◆ Aim of the task: Copy out each of the lines below word for word, keeping them in the same order.

◆ Records provided:
>>

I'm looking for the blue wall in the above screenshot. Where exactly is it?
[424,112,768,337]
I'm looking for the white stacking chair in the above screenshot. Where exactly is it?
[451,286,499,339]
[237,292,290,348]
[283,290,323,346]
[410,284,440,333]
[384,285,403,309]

<<

◆ Result of the exercise:
I'm looking for the blue wall in the above screenshot. Where exactly is it?
[424,112,768,337]
I'm looking for the white stacking chair in the above screenshot. Where exactly is it?
[451,286,499,339]
[237,292,290,348]
[283,290,323,346]
[410,284,440,333]
[384,285,403,309]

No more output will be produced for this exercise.